Por Lenio Luiz Streck e Marcio Berti
O Supremo Tribunal Federal retoma nesta semana o julgamento do Recurso Extraordinário com Agravo n.º 843.989 (Tema nº 1.199), que trata sobre a (ir)retroatividade da Lei de Improbidade Administrativa (Lei 8.429/92), em face das alterações promovidas pela Lei 14.230/21.
Dois ministros já votaram. O relator, ministro Alexandre de Moraes, votou pela irretroatividade da Lei de Improbidade, abrindo divergência o ministro André Mendonça, que votou pela retroatividade da norma, entendendo, inclusive, pela possibilidade de reversão de eventuais condenações por ato de improbidade transitadas em julgado mediante ação rescisória.
O Tema não deveria demandar maiores ilações, porém, como no Brasil um easy case pode se tornar um hard case, valem algumas reflexões.

────────────────────

** Instruções **
- 1) No texto sobre a Lei de Improbidade Administrativa, como votou o relator, ministro Alexandre de Moraes?
- 2) Escreva a continuação do texto sobre a Lei de Improbidade Administrativa a partir da última frase.

Linhas de um conjunto de dados:
────────────────────

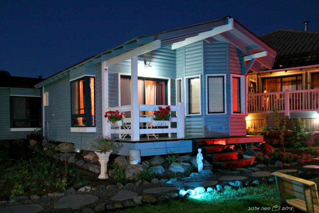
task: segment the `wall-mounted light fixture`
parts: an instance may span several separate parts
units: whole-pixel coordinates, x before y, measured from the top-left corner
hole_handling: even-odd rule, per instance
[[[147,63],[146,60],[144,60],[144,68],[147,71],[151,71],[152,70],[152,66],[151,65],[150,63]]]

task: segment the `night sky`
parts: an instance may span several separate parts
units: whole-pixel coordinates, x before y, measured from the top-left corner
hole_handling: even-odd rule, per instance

────────────────────

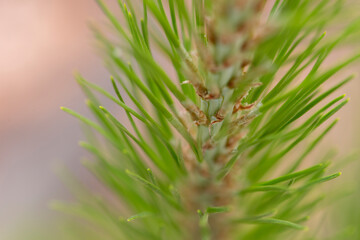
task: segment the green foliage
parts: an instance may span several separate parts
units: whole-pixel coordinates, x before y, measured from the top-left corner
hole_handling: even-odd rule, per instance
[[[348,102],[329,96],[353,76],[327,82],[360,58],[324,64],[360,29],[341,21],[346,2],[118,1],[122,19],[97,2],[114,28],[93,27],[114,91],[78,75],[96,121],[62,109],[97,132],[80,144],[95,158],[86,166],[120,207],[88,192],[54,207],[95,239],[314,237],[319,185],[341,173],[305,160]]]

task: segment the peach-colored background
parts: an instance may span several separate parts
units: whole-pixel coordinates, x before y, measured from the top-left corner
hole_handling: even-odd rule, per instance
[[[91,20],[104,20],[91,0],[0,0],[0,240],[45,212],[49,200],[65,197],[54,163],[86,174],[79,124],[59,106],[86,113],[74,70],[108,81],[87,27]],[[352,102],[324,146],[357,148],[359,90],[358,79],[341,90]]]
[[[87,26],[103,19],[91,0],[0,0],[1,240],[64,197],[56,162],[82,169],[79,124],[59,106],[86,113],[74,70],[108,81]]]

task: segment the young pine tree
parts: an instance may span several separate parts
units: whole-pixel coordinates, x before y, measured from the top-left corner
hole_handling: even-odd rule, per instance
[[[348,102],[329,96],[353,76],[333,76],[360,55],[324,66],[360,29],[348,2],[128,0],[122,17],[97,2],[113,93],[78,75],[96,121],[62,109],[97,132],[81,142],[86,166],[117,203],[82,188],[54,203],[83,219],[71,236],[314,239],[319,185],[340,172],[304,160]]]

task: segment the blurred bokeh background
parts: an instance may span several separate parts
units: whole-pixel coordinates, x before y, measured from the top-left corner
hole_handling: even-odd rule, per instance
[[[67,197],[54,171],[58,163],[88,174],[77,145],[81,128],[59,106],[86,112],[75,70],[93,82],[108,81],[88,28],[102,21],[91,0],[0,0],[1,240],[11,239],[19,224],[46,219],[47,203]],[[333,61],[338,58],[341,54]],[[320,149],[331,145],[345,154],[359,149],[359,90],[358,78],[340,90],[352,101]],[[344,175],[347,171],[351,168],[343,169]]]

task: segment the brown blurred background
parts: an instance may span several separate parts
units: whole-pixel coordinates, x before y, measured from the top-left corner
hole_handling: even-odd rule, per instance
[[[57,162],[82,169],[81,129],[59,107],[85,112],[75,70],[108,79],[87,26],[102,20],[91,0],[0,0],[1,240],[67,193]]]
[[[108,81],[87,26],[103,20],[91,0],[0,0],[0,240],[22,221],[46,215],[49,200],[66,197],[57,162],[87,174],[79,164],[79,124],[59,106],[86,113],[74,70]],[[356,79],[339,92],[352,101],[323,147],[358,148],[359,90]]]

────────────────────

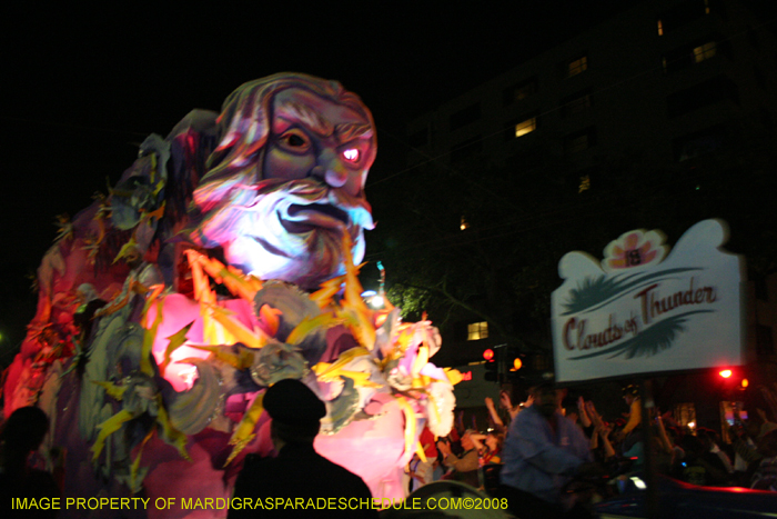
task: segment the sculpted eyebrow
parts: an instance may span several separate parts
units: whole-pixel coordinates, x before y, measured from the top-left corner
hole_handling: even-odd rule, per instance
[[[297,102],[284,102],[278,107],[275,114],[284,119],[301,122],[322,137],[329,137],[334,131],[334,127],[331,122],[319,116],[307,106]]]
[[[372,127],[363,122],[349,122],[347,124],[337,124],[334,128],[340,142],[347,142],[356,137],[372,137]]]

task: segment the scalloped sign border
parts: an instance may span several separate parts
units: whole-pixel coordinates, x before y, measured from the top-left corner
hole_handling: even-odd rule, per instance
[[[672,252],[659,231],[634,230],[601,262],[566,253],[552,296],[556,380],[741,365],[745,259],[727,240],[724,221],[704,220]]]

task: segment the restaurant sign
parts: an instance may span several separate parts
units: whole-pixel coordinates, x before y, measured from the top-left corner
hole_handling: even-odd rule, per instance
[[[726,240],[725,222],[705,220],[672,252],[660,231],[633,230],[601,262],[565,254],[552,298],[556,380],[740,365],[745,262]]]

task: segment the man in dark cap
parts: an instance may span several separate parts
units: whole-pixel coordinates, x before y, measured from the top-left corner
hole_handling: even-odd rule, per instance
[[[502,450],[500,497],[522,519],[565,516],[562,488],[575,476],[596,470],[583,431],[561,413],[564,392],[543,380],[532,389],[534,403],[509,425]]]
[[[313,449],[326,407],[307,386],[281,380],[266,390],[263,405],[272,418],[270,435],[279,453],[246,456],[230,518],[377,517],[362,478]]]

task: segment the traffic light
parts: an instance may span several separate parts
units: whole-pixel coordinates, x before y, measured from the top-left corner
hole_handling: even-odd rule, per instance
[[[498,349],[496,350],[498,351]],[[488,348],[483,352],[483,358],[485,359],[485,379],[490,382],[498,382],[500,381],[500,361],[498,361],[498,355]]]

────────────────────

** Respostas **
- 1) Pela irretroatividade da Lei de Improbidade.

- 2)
A jurisprudência sempre relutou em afirmar a natureza sancionatória da Lei de Improbidade Administrativa, mesmo sendo incontestável o caráter sancionatório de suas penalidades. Aliás, desde que veio ao mundo, o capítulo III da Lei 8.429/92 trata “das penas”; logo, se é de pena que se trata — e desde sempre foi mesmo — negar o caráter sancionatório da Lei de Improbidade sempre foi um equívoco da jurisprudência, porque a pena não é outra coisa senão uma sanção imposta pelo Estado-Juiz.
Atento a isso e em face do mau uso da Lei de Improbidade Administrativa pelo Ministério Público e pelo Poder Judiciário, o legislador promoveu inúmeras e profundas alterações na Lei 8.429/92, através da Lei 14.230/21. O legislador resolveu mostrar o espírito da lei. Ou seja: avisou ao julgador aquilo que a doutrina no mundo todo diz e dizia.
Disse o legislador: a ação por improbidade administrativa é repressiva e de caráter sancionatório, ou seja, a lei se autodeclara repressiva e sancionatória.
Em face disso, a discussão sobre a retroatividade das alterações promovidas Lei 14.230/21 não deveria ser nada além de um easy case; porém, estamos no Brasil. E aqui de um ser se faz um dever ser.
Disse o relator que “a corrupção corrói a República, a própria essência da democracia”. Concordamos. Porém, com a devida vênia, indagamos: por qual razão esse argumento poderia superar o teor explicito da lei?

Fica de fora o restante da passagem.